I first heard "Barrat's Privateers" together with
Witch of the Westmoreland and "White Collar Holler" being sung by
Stan Rogers (who has been the subject of quite a lot of correspondence) on a
Wally Whyton folk-music programme broadcast by the British Forces Broadcasting Service, here in Germany, in July 1983. It was an electrifying experience for me, the hair on the back of my neck rose and I was dumbfounded. The song was so authentic that it sent me scrambling through my songbooks all the time wondering why I had never heard such a marvellous song before. I was almost on the point of writing to Roy Palmer to ask him why it wasn't in his
The Oxford Book of Sea Songs but over the years quietly forgot it (no Internet or Email in those days!).
It was only after some Internet correspondence in 1998 with a certain "Sacred Cowboy" that I learned more about Stan Rogers and his repertoire. The only information that the broadcasters gave in 1983 was that he was Canadian and that he had recently died.
For an example of authenticity just grab this:
"The Antelope sloop was a sickening sight. How I wish I was in Cherbourg now
She'd a list to port and her sail in rags,
The cook in the scuppers with the staggers and jags"
For those not in the know, "the staggers and the jags" was a late 18th century euphemism for a particular anti-social disease of the willy. Now this expression had completely died out almost two hundreds of years ago. This together with absolutely authentic naval and maritime expressions in every verse coupled with mysterious inconsistencies (no mention of a sloop called Antelope in the annals or the navigational difficulties of getting to Montego Bay) lead me to believe that this was a rare 18th century sea song. It really baffled me that such a good song should ever die out.

(Entries drawn from a collection)

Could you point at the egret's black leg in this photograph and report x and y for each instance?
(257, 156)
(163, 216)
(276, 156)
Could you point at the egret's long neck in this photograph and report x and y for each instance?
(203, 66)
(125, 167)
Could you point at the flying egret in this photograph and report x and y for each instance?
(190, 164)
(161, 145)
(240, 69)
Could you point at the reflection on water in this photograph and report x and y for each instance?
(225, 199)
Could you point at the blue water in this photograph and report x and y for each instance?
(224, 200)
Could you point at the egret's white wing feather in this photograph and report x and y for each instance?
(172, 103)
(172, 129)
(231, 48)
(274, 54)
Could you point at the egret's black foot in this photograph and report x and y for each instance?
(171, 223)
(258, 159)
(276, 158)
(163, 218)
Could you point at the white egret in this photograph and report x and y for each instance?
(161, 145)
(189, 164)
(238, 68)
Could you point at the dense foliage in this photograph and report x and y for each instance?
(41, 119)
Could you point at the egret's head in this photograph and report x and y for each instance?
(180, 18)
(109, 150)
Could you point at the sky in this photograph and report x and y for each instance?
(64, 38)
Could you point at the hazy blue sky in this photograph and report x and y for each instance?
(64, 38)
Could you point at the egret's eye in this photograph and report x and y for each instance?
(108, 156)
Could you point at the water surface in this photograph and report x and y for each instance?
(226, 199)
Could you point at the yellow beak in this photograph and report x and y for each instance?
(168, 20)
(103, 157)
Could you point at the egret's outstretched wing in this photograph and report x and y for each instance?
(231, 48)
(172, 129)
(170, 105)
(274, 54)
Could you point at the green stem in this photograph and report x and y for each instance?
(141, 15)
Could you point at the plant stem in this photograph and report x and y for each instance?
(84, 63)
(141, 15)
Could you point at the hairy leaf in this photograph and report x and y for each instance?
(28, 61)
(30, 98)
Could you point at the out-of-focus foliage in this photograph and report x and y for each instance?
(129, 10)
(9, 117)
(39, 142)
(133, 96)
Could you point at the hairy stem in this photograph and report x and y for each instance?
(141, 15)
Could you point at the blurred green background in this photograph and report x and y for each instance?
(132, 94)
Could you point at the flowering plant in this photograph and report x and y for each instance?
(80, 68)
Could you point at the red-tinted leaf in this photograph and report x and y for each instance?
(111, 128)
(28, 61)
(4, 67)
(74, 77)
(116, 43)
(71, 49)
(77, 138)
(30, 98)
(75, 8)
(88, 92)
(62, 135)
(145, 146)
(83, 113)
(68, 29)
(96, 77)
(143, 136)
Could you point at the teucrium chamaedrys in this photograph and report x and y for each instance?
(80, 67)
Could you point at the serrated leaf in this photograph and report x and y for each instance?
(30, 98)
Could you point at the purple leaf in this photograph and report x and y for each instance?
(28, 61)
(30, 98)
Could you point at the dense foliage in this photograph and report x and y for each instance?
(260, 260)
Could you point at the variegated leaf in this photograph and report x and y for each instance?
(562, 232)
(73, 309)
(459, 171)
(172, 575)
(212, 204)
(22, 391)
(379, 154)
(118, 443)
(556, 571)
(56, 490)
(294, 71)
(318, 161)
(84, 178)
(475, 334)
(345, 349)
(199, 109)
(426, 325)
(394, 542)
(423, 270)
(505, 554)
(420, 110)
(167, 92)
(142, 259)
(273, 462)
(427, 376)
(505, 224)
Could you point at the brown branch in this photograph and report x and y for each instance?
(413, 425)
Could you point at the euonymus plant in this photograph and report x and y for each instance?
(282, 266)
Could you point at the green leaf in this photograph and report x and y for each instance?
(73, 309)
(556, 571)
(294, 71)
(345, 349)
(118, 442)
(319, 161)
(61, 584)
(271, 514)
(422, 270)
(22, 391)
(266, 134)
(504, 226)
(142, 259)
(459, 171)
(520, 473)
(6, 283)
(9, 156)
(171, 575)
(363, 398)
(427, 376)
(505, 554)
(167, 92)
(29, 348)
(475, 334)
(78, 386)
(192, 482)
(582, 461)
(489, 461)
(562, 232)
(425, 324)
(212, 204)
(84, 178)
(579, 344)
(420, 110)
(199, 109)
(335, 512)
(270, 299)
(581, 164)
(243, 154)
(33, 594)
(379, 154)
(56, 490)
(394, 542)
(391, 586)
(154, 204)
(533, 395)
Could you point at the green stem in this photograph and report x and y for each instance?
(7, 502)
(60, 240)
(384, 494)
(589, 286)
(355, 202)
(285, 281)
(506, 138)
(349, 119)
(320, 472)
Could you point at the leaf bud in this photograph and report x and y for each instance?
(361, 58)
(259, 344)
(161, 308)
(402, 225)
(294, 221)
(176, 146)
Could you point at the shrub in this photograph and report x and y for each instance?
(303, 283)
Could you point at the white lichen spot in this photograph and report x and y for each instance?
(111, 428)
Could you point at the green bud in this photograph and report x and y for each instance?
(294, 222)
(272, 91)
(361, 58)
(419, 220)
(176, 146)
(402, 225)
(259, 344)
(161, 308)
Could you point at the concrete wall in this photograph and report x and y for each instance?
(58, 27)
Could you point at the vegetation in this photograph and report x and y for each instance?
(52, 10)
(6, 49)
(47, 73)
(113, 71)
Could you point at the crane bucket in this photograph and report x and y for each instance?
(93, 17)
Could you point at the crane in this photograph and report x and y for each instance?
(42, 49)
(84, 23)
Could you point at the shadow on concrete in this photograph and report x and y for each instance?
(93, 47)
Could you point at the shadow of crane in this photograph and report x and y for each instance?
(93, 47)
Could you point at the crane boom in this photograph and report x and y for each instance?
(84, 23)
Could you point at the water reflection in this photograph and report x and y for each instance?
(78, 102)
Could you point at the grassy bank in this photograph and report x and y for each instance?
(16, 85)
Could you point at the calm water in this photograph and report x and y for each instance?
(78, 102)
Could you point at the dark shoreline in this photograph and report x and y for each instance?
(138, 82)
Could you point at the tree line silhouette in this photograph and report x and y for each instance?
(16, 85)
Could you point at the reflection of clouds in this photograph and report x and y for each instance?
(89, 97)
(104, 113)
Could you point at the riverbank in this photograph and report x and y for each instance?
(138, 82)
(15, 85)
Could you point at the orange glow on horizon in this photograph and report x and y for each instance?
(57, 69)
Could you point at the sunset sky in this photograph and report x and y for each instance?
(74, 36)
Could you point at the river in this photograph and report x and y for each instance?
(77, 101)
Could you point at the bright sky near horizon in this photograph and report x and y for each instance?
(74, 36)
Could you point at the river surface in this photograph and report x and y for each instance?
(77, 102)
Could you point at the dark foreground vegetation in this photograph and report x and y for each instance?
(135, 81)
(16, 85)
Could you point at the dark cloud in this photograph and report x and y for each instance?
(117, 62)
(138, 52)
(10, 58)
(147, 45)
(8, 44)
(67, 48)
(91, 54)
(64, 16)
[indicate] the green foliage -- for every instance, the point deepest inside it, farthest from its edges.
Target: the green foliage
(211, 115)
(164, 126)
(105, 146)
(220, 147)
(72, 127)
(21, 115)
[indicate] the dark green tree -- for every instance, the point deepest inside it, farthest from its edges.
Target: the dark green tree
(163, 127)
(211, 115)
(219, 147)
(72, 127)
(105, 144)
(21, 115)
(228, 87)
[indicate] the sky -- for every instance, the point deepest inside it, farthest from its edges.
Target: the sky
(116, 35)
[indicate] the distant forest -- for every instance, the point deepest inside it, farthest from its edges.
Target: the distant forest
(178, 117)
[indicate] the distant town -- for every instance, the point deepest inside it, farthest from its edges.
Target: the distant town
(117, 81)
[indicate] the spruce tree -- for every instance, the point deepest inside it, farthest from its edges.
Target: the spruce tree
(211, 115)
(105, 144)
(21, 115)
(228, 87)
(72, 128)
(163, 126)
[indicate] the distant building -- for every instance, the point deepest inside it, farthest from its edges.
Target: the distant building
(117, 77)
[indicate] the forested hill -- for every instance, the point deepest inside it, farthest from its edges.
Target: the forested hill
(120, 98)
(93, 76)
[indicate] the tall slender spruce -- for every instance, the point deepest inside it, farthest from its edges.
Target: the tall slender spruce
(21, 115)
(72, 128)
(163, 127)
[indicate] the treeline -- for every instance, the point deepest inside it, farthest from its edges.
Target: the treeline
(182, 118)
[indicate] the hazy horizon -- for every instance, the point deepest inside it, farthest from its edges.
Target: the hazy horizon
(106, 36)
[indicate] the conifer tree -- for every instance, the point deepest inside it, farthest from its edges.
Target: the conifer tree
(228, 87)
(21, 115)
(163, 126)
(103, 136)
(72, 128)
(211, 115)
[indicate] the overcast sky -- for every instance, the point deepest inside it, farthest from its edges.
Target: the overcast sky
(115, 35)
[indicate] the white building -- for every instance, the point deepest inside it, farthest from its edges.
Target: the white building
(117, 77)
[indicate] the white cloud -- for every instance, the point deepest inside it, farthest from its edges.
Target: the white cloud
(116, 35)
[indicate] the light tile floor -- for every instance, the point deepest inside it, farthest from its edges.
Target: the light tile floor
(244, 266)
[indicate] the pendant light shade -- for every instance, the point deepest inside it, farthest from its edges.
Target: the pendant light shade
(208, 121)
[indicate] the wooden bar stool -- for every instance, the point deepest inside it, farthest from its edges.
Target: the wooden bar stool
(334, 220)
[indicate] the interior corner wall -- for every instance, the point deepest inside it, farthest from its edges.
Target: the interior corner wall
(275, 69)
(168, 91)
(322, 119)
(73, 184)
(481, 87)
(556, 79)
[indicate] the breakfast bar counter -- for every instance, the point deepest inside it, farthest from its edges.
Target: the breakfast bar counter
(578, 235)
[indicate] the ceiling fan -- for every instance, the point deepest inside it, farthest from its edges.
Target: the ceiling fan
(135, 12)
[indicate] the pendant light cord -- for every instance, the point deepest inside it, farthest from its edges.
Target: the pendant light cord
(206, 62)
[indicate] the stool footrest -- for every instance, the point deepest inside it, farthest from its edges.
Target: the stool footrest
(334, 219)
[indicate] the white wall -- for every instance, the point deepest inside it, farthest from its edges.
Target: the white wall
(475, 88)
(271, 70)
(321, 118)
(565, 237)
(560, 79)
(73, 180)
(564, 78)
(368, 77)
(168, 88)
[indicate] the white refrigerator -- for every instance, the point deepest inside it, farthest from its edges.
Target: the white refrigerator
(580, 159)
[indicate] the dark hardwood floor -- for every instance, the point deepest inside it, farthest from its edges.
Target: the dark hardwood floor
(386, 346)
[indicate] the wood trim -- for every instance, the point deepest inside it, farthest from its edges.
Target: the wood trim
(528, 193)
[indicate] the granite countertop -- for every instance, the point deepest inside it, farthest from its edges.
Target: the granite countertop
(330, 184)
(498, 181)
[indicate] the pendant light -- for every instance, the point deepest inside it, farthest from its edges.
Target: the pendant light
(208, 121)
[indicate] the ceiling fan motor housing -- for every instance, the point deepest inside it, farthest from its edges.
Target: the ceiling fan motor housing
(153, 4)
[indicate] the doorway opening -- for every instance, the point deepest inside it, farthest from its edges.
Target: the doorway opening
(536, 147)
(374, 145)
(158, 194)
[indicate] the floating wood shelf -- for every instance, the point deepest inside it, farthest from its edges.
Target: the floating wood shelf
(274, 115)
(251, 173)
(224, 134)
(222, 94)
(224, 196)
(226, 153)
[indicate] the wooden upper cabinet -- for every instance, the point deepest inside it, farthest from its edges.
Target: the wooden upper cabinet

- _Problem statement_
Write out the passage about "Barrat's Privateers" above word for word, starting at "For those not" and ending at "ever die out.".

- _Solved problem_
For those not in the know, "the staggers and the jags" was a late 18th century euphemism for a particular anti-social disease of the willy. Now this expression had completely died out almost two hundreds of years ago. This together with absolutely authentic naval and maritime expressions in every verse coupled with mysterious inconsistencies (no mention of a sloop called Antelope in the annals or the navigational difficulties of getting to Montego Bay) lead me to believe that this was a rare 18th century sea song. It really baffled me that such a good song should ever die out.